** Start of Given passage **
Review History

A French New Deal?

About: P. Nord, France’s New Deal:

From the Thirties to the Postwar Era, Princeton.

, 21 January 2011

France, too, had its New Deal: that is the thesis argued by the American historian Philip Nord, in a book that clarifies both political and cultural aspects of the strengthening of the French state from the 1930s to the 1950s. This is a thought-provoking reexamination of the past, appearing at a time when the institutions bequeathed by the French “new deal” seem to have been weakened.

Reviewed: Philip Nord, France’s New Deal:

From the Thirties to the Postwar Era, Oxford & Princeton, Princeton University Press, 2010, 462 pp.

Half a century ago, in trail-blazing work that is more often cited than consulted, Stanley Hoffmann characterized France from the 1930s to the 1960s by the maturity, the troubles and then the reconstruction of what he called the “Republican synthesis”. In France’s New Deal, the Princeton historian Philip Nord now suggests a rereading of these years of transition from the last days of the Third Republic, to the Fourth Republic under the Third Force coalition, once it had emerged from the successive manoeuvres of de Gaulle and then of the Communist party.

Drawing on advances in historiography, in French as well as in English, and on his own research in some little-used private collections (the Alexis Carrel papers at Georgetown, the Pierre Schaeffer archive in Montreuil, and the records of Sciences Po in Paris), he produces from them a reading that has an unquestionable richness: a history that is at the same time institutional, intellectual and social, the book has the original idea of approaching from two different angles the chronological sequence post-Popular Front 1930s, to Vichy, to Fourth Republic – the same period that Michel Margairaz, discussing economic and financial policies, had showed constituted a “conversion”. The first angle is a general focus on the institutional embodiment of the program of the National Council of the Resistance, a veritable charter of the “new deal” that came with Liberation, and that endowed France with nothing less than national social (including health) insurance, economic planning, population management, and the École nationale d’administration. For the second angle, Professor Nord shifts the focus to cultural policies, which he selects for attention both because of the continuities lying beneath them throughout the period and because the reconstruction of France was for him a cultural at least as much as it was an economic phenomenon.

For that reason, the second part of his book consists of three chapters on cultural history, each of them analysing the evolution of three media of expression examined by the author, with the same periodization as in the first part. While these are of course not the first studies of radio, the theatre and cinema from the 1930s to the middle of the 1940s, they do qualify as the most convincing ones, by their being most closely connected with the contemporary political, ideological and social issues; and at the same time as the richest ones, by their opening up such a multiplicity of perspectives. So the warp, the story of a historic moment seized upon by the institutions that had shaped it, crosses with the weft, a set of politico-intellectual biographies of the actors, whether they be in leading roles (Laroque, Sauvy, Debré, Monnet) or influential men with trajectories, thought processes and worldviews as diverse as those of Robert Buron and Louis Jouvet, or Gaston Defferre and Jean Giraudoux.
** End of Given passage **
** Start of Listing **
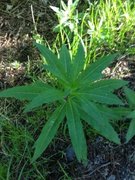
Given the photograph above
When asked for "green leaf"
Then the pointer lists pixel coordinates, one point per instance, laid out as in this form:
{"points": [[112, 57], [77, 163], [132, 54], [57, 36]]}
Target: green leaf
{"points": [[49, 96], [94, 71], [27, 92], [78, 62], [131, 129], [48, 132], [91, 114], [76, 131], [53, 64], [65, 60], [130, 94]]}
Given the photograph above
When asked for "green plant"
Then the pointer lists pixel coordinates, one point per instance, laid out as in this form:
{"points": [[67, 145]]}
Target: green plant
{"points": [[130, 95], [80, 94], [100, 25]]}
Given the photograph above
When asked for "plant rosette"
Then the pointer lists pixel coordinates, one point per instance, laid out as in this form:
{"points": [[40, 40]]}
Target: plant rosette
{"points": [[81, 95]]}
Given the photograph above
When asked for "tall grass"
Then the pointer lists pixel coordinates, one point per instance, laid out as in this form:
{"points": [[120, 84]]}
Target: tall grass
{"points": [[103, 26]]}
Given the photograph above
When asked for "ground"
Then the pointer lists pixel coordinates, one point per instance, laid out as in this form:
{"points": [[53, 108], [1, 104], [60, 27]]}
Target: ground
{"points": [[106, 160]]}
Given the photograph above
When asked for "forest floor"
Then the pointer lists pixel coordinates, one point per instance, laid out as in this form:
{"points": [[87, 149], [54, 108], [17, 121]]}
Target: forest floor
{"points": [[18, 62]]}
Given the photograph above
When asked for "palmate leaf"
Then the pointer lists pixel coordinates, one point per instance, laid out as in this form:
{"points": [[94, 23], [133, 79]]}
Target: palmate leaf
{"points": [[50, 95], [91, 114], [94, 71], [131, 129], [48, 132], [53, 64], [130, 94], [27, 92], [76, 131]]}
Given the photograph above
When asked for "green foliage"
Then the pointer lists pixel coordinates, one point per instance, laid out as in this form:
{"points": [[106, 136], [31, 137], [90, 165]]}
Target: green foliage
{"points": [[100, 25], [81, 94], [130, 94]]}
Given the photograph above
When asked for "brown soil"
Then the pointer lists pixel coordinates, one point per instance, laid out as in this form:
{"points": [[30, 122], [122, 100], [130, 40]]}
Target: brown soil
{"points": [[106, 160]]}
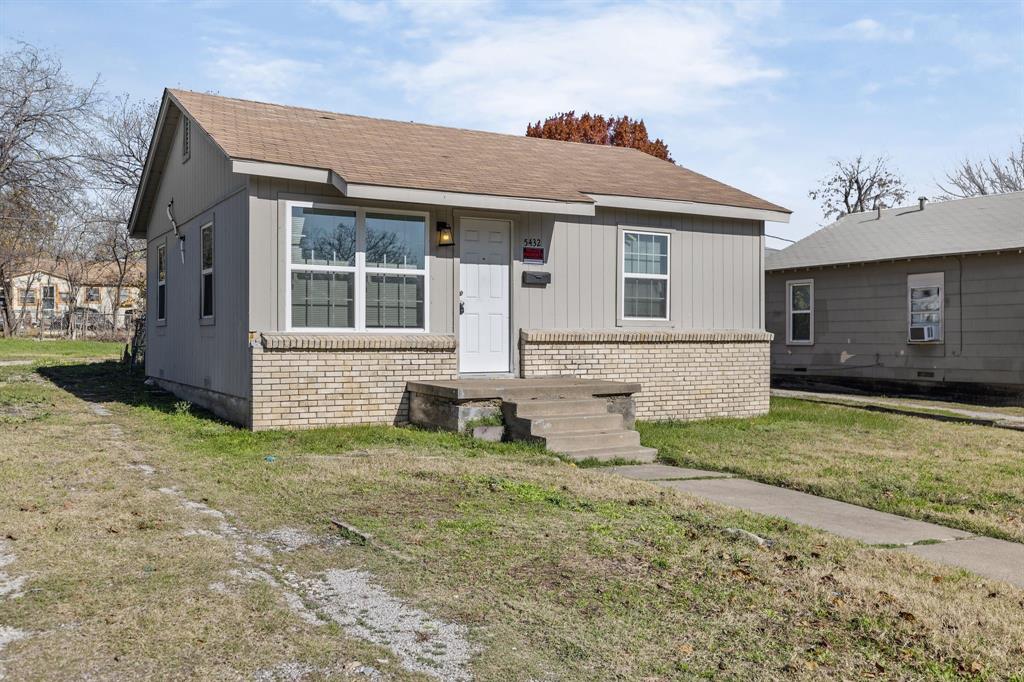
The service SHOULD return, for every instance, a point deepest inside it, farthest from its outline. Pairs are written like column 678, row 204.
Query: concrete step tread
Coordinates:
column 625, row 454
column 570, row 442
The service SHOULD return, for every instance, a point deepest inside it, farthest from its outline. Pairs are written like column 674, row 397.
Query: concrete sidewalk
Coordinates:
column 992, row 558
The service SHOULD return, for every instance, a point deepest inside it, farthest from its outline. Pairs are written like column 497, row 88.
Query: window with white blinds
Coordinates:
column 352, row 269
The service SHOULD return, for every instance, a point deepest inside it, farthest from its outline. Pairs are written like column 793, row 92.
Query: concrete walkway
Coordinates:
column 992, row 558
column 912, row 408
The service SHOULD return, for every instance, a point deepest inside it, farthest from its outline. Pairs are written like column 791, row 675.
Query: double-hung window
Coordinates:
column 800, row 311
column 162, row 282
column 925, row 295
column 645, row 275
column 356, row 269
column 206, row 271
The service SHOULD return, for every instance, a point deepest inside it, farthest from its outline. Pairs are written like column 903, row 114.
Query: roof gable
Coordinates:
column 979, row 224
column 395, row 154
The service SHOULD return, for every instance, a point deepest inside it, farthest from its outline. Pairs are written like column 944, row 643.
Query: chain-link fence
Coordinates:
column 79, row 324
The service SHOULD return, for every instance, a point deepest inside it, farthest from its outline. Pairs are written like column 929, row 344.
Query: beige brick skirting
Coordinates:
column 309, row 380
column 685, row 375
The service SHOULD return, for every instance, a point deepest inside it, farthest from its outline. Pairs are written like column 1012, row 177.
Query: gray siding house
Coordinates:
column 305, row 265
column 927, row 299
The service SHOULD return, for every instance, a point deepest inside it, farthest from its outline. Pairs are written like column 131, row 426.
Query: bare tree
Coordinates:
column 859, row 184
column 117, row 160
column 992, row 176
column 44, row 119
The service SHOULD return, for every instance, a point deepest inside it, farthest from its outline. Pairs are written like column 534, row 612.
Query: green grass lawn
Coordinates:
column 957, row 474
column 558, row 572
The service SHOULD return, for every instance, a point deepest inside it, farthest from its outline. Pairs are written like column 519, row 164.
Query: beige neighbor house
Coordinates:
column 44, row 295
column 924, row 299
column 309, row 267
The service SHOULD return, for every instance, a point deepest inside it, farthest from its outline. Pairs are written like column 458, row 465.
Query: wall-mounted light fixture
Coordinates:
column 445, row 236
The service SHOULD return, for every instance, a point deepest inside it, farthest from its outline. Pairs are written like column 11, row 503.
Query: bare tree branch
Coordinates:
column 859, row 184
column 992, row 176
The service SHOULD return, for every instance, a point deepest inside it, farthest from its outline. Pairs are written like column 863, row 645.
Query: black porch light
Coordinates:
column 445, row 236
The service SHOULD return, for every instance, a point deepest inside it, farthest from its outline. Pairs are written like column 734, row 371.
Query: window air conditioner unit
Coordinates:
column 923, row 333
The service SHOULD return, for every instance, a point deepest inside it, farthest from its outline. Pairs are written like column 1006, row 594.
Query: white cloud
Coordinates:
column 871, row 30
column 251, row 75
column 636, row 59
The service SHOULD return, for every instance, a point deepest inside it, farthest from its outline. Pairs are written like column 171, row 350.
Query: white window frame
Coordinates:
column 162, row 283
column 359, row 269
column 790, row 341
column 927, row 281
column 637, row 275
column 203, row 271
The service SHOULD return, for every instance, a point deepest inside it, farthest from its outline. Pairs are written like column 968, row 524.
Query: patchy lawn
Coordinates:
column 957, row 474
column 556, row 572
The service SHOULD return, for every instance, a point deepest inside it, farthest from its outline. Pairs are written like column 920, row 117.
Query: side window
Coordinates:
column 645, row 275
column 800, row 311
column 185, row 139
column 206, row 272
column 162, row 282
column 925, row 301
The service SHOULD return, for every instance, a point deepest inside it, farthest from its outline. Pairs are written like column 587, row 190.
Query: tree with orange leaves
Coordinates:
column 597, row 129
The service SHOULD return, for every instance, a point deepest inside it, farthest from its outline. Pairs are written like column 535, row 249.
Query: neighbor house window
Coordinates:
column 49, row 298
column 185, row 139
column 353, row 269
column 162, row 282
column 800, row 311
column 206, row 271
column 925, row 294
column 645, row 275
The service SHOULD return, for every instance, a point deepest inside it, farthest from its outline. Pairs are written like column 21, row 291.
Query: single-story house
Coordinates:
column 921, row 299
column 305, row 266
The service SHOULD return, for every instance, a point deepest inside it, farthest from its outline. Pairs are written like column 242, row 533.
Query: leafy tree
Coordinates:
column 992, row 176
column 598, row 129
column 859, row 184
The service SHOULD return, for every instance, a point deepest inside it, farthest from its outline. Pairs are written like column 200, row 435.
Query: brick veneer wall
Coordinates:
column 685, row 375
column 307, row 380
** End of Listing **
## Stated task A
According to the review, which archive in Montreuil did Nord draw on?
## Stated task B
Say whether each statement agrees with the review, answering yes or no and quoting the words that decide it: (i) Nord's book was published by Princeton University Press in 2010. (ii) Stanley Hoffmann's work is more often consulted than cited. (iii) The second part of Nord's book deals with radio, the theatre and cinema.
The material comes from a source unrelated to the review.

## Full response A
The Pierre Schaeffer archive.

## Full response B
(i) Yes: "Princeton University Press, 2010, 462 pp."
(ii) No: "more often cited than consulted"
(iii) Yes: "studies of radio, the theatre and cinema"